▶ _Задание_
Перепишите без изменений все записи, приведённые ниже. Изображения в ответ не включайте.
========================================================================
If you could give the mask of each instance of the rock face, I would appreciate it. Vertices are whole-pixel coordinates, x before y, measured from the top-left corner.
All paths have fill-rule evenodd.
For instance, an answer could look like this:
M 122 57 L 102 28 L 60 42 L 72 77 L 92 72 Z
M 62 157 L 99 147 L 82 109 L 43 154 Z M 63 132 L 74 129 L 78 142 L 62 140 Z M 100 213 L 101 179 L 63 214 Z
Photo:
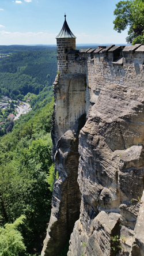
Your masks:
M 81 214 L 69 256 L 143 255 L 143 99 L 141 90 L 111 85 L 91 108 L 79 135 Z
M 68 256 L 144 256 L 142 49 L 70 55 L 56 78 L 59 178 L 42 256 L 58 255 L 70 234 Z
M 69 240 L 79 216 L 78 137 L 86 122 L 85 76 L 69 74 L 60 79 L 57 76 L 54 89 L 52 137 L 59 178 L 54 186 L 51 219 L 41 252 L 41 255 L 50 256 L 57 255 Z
========================================================================
▶ _Ответ_
If you could give the mask of each instance of the rock face, I would appreciate it. Vertices are whole-pixel coordinates, x before y, measured from the top-left corner.
All paths have fill-rule evenodd.
For instance, an answer could look like this:
M 122 57 L 102 28 L 60 42 L 72 77 L 92 72 Z
M 62 157 L 99 147 L 82 109 L 43 154 Z M 63 132 L 74 129 L 78 142 L 62 140 Z M 100 213 L 101 179 L 63 214 Z
Photo:
Your masks:
M 81 214 L 69 256 L 143 255 L 143 99 L 141 90 L 111 85 L 91 108 L 79 135 Z
M 68 256 L 144 256 L 142 49 L 70 55 L 56 78 L 59 178 L 42 256 L 58 255 L 70 234 Z
M 69 240 L 79 216 L 78 137 L 86 122 L 85 76 L 69 74 L 60 79 L 57 76 L 54 89 L 52 137 L 59 178 L 54 186 L 51 219 L 41 252 L 41 255 L 50 256 L 57 255 Z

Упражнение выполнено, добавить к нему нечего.